> _Document segment_

● ● ● ● ●

Weak tax administration compounded by corruption.
The effective tax burden on those who comply with the tax code is increased since large numbers of taxpayers successfully evade taxes - equity and efficiency problems.
Corruption and abuse of authority by poorly paid tax administrators are serious problems.
Another major cause of poor tax revenues is dollarization and the continued use of barter, payment in kind.
The Investment Policy of Uzbekistan
Priority areas14
1. Gold-mining and non-ferrous (Uzbekistan ranks 4th in the world in terms of gold reserves).
2. Power engineering.
3. Processing of cotton (40% of the gross agricultural production is cotton, however only 10% of produced raw cotton is processes in Uzbekistan, the rest is exported as raw material. The existing textile industry is obsolete).
4. Processing of vegetables and fruits (The production makes up 60% of the total fruit and vegetables production of the former USSR; agricultural infrastructure development needed - processing, transportation, storage facilities, packing).
5. Transport and communication.
6. Tourism (4000 architectural monuments, many of them are under the protection of UNESCO;. world famous cities Samarkand, Bukhara, Khiva; tourism infrastructure is a potential area of investment).
7. Financial and monetary. Create a network of banks and insurance institution.
8. Environmental Protection (degradation of the ecosystem of the Aral Sea, irrational use of water resources).
Guarantees and privileges granted to foreign investors15
1. If subsequent legislation of the republic of Uzbekistan impairs investment conditions, then the legislation which was valid at the time of making the investment shall apply for a period of time not exceeding 10 years.
2. Companies’ profit tax shall be reduced by:
20%, for an export share of 5-10% of the total production;
30%, for an export share of 10-20% of the total production;
40%, for an export share of 20 to 30% of the total production;
50%, for an export share of 30% or above of the total production.
The purpose here is encourage export oriented manufactures and producers.
"The great success stories of economic development in the last decade have
been the newly industrialized countries of East Asia, especially the so-
called "Four Tigers" (South Korea, Taiwan, Hong Kong, Singapore) and, increasingly, Thailand and China. In these countries, rapid growth of
manufactured exports has produced dramatic increase in income. NICs have
undertaken a host of interventionist measures to create incentives for
export-oriented manufacturing firms, often in particular targeted
industries at particular stage of development."16
The heritage of the old socialist system - exports of primary commodities and raw materials (cotton and cotton products in case of Uzbekistan)- has to be gradually replaced by exports of manufactured goods. "It makes a difference not only because of the recurring problem of gluts resulting in falling process in commodity markets but also because of the greater potential for raising technological capabilities".17
3. Receipts in hard currency earned by a company due to increase in export production (product, jobs, services) shall be exempt from profit tax.

● ● ● ● ●

> _Provided data_
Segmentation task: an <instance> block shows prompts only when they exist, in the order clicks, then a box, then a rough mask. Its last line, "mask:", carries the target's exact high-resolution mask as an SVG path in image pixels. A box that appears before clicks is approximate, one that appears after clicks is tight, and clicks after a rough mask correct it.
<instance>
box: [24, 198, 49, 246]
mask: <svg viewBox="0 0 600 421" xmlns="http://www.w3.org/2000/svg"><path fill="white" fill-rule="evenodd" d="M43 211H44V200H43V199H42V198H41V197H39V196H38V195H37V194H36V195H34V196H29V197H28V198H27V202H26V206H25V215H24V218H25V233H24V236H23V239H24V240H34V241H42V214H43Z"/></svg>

● ● ● ● ●

> _What you will do_
In the passage on Uzbekistan's investment policy, by how much is a company's profit tax reduced when exports make up 30% or more of its total production? The material can be ignored here.

> _Exercise answer_
By 50%.